Excerpt to read ->
The lose-lose decision on the SAT

Opinion by Jill Filipovic

Starting next year, Dartmouth College will reinstate its policy of requiring applicants to submit their SAT or ACT scores along with their admissions packages. It’s the first Ivy League school to do so, after many elite colleges and universities dropped the SAT requirement during the Covid-19 pandemic, due to a combination of student difficulties taking the test in the midst of lockdowns and longer-standing concerns that the test has reinforced racial and socioeconomic biases. Dartmouth isn’t the only school to take similar action. MIT and Georgetown have both brought back mandatory SAT or ACT scores, and other highly-selective colleges are reportedly considering the same.

A few things seem to be true at once: The SAT does reflect long-standing racial and economic inequalities, but getting rid of it may actually be worse for underprivileged students. And elite colleges may be eliminating the SAT requirement as much for self-preservation as student wellbeing.

There is no question that students who are White, Asian or from wealthy families generally score higher on the SAT than those who are Black, Hispanic or poor. For that reason, many progressives, myself included, have historically looked at the SAT with deep skepticism, seeing the test as a tool for reinforcing inequality. The problem, though, is that this experiment in getting rid of the test, coupled with a recent US Supreme Court decision that forbids schools from taking student race into account in admissions processes, may be even worse.

Raw data ->

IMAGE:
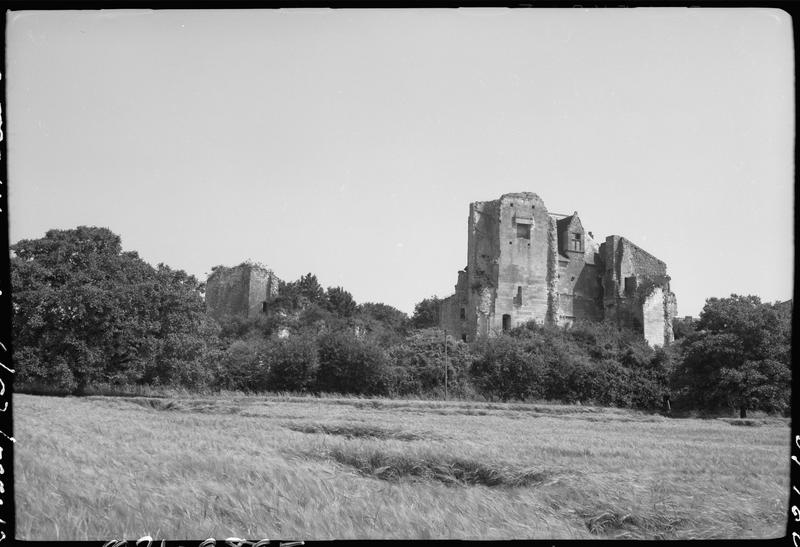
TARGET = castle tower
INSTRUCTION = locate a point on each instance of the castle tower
(526, 264)
(511, 273)
(242, 291)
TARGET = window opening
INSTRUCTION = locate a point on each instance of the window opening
(577, 242)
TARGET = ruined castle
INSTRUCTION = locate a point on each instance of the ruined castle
(525, 264)
(242, 291)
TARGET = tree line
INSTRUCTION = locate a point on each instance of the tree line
(86, 314)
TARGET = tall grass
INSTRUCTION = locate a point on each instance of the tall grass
(289, 467)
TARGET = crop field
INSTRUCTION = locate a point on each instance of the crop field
(293, 468)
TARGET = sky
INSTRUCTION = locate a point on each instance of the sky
(349, 143)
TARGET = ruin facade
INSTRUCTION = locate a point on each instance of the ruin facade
(242, 291)
(526, 264)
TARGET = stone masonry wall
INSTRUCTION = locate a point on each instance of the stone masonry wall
(239, 291)
(523, 265)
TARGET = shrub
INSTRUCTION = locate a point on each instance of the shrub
(292, 364)
(417, 365)
(350, 365)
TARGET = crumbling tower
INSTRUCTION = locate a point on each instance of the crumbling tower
(526, 264)
(242, 291)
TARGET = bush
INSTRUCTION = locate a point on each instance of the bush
(417, 365)
(292, 364)
(243, 366)
(507, 370)
(350, 365)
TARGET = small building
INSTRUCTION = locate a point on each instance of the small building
(241, 291)
(526, 264)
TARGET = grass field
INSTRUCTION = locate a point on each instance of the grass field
(296, 468)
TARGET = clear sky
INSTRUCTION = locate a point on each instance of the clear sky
(349, 143)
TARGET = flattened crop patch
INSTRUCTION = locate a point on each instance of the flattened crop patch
(432, 466)
(349, 430)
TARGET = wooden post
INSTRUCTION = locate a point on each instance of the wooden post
(445, 364)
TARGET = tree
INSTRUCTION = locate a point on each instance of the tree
(85, 312)
(350, 365)
(426, 313)
(738, 357)
(418, 364)
(340, 302)
(508, 370)
(292, 364)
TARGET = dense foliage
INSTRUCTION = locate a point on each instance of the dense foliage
(739, 356)
(86, 314)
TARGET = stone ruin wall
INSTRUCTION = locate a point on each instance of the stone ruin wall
(240, 291)
(540, 279)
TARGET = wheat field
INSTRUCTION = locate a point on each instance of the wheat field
(294, 468)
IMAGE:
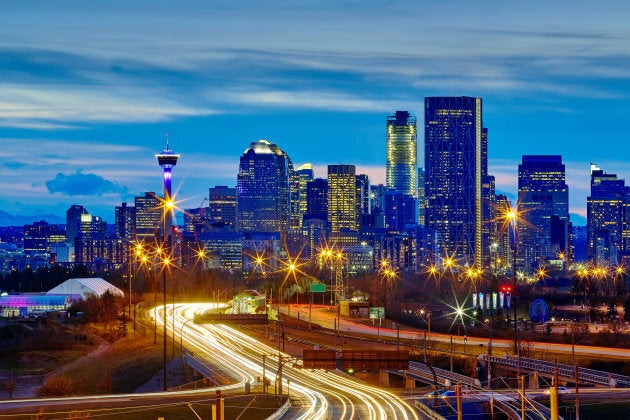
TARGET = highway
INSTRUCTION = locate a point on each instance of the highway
(320, 394)
(323, 316)
(316, 394)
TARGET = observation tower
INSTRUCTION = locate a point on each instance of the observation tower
(167, 159)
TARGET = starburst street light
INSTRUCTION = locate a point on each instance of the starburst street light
(511, 217)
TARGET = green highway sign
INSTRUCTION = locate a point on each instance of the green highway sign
(318, 288)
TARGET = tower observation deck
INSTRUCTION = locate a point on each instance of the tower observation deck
(167, 159)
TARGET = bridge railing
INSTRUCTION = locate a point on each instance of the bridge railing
(453, 377)
(564, 370)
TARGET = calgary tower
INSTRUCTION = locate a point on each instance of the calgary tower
(167, 159)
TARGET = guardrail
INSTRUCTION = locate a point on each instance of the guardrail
(586, 375)
(453, 377)
(219, 376)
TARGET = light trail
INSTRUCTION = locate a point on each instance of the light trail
(329, 395)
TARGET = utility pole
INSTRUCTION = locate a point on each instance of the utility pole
(458, 395)
(577, 392)
(522, 390)
(451, 352)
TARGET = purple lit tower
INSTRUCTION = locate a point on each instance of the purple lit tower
(167, 159)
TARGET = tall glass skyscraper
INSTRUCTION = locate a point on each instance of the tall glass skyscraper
(303, 175)
(402, 151)
(342, 198)
(542, 194)
(606, 218)
(454, 173)
(263, 190)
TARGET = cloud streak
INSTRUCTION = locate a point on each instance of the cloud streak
(79, 183)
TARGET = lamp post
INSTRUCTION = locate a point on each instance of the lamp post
(181, 335)
(512, 216)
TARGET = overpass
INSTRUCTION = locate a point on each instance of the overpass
(566, 373)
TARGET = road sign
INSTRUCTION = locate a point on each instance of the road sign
(318, 288)
(377, 312)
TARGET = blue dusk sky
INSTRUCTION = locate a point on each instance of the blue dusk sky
(89, 89)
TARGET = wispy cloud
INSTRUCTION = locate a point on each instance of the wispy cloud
(79, 183)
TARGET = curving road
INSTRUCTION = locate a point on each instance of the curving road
(326, 318)
(321, 394)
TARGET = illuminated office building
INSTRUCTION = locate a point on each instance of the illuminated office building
(317, 198)
(607, 219)
(342, 198)
(299, 205)
(148, 217)
(263, 190)
(125, 221)
(222, 206)
(454, 174)
(542, 194)
(402, 151)
(421, 197)
(73, 222)
(363, 194)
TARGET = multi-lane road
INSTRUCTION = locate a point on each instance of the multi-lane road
(323, 316)
(316, 394)
(319, 394)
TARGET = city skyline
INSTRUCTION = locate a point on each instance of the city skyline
(89, 91)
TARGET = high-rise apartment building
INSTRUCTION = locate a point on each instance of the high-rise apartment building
(41, 236)
(454, 174)
(342, 198)
(606, 218)
(422, 205)
(73, 222)
(148, 217)
(400, 210)
(125, 222)
(222, 206)
(363, 194)
(263, 190)
(543, 206)
(303, 175)
(402, 152)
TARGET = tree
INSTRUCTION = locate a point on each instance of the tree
(626, 310)
(580, 331)
(611, 311)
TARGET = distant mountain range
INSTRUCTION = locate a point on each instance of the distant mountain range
(7, 219)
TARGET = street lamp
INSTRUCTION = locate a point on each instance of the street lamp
(511, 217)
(165, 264)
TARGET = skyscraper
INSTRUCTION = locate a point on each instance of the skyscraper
(125, 221)
(73, 222)
(542, 194)
(421, 197)
(342, 198)
(402, 151)
(605, 218)
(222, 205)
(317, 198)
(148, 217)
(167, 160)
(363, 194)
(454, 175)
(263, 190)
(303, 175)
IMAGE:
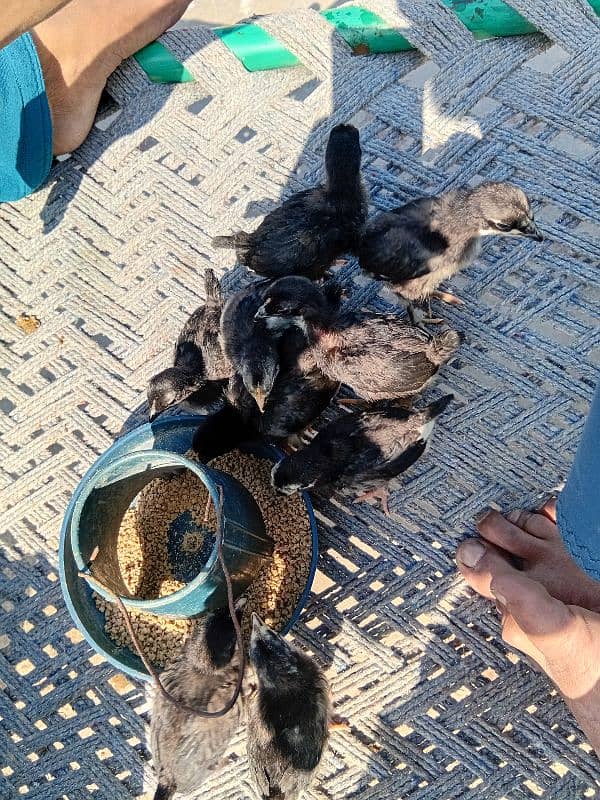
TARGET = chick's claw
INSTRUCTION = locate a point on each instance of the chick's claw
(382, 494)
(446, 297)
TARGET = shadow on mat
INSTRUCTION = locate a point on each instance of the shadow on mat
(68, 719)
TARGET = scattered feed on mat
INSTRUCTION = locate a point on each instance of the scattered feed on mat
(28, 323)
(146, 567)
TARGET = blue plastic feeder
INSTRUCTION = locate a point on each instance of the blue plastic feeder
(94, 515)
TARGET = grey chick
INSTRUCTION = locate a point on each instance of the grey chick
(287, 717)
(248, 343)
(426, 241)
(379, 356)
(312, 228)
(362, 451)
(200, 368)
(187, 748)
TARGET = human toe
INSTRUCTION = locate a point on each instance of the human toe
(553, 633)
(479, 561)
(534, 523)
(502, 532)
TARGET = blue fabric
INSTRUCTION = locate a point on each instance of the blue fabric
(578, 513)
(25, 122)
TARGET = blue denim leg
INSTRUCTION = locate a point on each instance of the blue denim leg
(578, 514)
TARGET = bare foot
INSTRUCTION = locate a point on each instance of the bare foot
(81, 45)
(532, 542)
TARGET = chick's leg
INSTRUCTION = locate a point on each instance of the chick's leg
(446, 297)
(420, 318)
(382, 494)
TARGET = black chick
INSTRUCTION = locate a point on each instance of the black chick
(248, 344)
(299, 395)
(200, 368)
(379, 356)
(287, 717)
(187, 748)
(312, 228)
(426, 241)
(362, 451)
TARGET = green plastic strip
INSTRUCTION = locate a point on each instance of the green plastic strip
(255, 48)
(364, 31)
(161, 66)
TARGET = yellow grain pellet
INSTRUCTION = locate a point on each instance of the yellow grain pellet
(144, 560)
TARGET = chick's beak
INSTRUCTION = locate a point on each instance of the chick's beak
(258, 626)
(532, 232)
(261, 398)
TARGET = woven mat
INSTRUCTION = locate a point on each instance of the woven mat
(109, 256)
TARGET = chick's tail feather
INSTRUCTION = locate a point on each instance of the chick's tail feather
(212, 286)
(236, 239)
(442, 347)
(164, 792)
(434, 409)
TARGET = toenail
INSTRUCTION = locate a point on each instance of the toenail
(500, 598)
(471, 553)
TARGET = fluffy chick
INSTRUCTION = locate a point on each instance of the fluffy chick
(312, 228)
(362, 451)
(200, 368)
(379, 356)
(248, 344)
(287, 717)
(426, 241)
(187, 748)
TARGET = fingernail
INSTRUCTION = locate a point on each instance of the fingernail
(471, 553)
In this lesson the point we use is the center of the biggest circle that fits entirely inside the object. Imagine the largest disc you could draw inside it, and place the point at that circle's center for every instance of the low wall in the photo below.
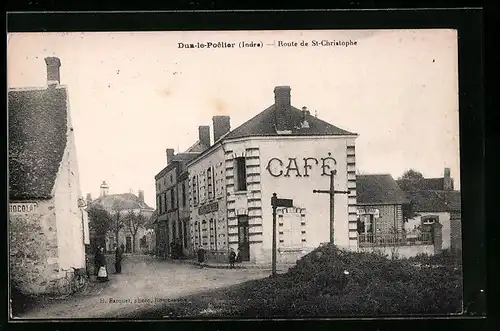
(403, 251)
(34, 261)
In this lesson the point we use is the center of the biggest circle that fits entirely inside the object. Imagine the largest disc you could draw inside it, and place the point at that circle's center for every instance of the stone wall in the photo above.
(33, 249)
(456, 235)
(401, 251)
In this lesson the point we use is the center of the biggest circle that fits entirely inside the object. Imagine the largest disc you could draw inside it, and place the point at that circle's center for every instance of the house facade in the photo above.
(118, 206)
(282, 150)
(388, 222)
(47, 223)
(435, 202)
(172, 204)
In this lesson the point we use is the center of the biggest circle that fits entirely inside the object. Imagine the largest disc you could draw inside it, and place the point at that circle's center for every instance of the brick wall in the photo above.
(33, 249)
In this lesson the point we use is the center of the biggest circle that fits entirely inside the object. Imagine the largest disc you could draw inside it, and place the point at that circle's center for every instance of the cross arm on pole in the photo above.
(321, 191)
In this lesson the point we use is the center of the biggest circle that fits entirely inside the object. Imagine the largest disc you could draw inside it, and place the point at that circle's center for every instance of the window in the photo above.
(183, 189)
(160, 203)
(172, 198)
(210, 184)
(165, 207)
(195, 191)
(366, 223)
(241, 174)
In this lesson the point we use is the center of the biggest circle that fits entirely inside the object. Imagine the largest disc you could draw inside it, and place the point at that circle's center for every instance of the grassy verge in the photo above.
(330, 282)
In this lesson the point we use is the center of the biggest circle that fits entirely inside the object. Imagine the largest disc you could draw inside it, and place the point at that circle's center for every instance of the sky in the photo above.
(132, 95)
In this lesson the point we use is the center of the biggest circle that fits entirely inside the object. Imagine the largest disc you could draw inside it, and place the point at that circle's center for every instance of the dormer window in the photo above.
(241, 174)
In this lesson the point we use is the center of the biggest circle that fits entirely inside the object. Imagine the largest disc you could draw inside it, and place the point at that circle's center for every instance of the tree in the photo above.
(99, 223)
(117, 222)
(412, 175)
(410, 180)
(134, 221)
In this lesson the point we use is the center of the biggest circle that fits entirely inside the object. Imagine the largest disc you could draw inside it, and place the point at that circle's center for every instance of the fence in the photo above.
(395, 239)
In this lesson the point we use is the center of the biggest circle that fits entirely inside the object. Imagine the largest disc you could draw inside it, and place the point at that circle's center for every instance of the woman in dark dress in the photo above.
(102, 274)
(118, 260)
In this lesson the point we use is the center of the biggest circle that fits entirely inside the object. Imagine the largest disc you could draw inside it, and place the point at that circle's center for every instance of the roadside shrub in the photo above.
(333, 282)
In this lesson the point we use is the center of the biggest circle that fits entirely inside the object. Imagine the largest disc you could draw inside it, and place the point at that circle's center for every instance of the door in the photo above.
(128, 244)
(243, 238)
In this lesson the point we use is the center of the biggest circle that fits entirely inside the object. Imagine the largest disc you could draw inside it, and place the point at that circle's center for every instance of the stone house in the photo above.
(434, 201)
(47, 224)
(172, 202)
(281, 150)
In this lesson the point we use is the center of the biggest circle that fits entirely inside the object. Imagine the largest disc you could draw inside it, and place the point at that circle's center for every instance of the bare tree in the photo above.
(134, 221)
(100, 222)
(117, 223)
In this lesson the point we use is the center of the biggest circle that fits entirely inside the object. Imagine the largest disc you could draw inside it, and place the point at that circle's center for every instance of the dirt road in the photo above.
(145, 283)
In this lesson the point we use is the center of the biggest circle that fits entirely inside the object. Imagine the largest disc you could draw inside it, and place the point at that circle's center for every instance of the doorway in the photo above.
(128, 244)
(243, 238)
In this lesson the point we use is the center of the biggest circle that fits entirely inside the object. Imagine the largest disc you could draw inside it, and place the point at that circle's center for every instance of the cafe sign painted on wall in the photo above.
(300, 167)
(23, 207)
(209, 208)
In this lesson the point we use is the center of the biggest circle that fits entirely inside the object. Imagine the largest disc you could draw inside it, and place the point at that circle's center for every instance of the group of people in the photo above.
(233, 256)
(100, 264)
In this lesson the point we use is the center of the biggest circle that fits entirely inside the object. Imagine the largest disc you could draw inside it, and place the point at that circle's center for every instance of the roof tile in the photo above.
(37, 140)
(378, 189)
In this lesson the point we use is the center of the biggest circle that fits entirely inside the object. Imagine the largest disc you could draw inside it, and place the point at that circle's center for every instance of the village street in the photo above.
(145, 283)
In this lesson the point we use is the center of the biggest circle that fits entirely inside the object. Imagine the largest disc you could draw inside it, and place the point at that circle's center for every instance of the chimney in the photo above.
(89, 198)
(448, 181)
(170, 154)
(222, 126)
(204, 135)
(104, 189)
(53, 75)
(282, 103)
(305, 114)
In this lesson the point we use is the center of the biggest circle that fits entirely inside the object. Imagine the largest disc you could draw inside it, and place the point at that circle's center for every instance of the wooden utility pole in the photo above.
(275, 203)
(332, 193)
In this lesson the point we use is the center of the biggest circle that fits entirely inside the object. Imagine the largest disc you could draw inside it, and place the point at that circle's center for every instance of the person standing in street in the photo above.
(238, 255)
(102, 274)
(96, 260)
(201, 255)
(232, 258)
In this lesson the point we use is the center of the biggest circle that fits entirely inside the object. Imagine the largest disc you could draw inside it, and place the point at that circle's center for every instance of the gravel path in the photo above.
(145, 283)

Problems and tasks ->
(a) Pull out, word for word, the stretch of the SAT opinion piece from "The lose-lose decision" through "considering the same.".
(b) Answer these questions using the SAT opinion piece:
(i) Which college is the first Ivy League school to bring back its SAT or ACT requirement?
(ii) What two other schools have already made SAT or ACT scores mandatory again?
(iii) What does the recent US Supreme Court decision forbid schools from doing?
None of the data is needed here.

Solution list ->
(a)
The lose-lose decision on the SAT

Opinion by Jill Filipovic

Starting next year, Dartmouth College will reinstate its policy of requiring applicants to submit their SAT or ACT scores along with their admissions packages. It’s the first Ivy League school to do so, after many elite colleges and universities dropped the SAT requirement during the Covid-19 pandemic, due to a combination of student difficulties taking the test in the midst of lockdowns and longer-standing concerns that the test has reinforced racial and socioeconomic biases. Dartmouth isn’t the only school to take similar action. MIT and Georgetown have both brought back mandatory SAT or ACT scores, and other highly-selective colleges are reportedly considering the same.

(b)
(i) Dartmouth College
(ii) MIT and Georgetown
(iii) Taking student race into account in admissions processes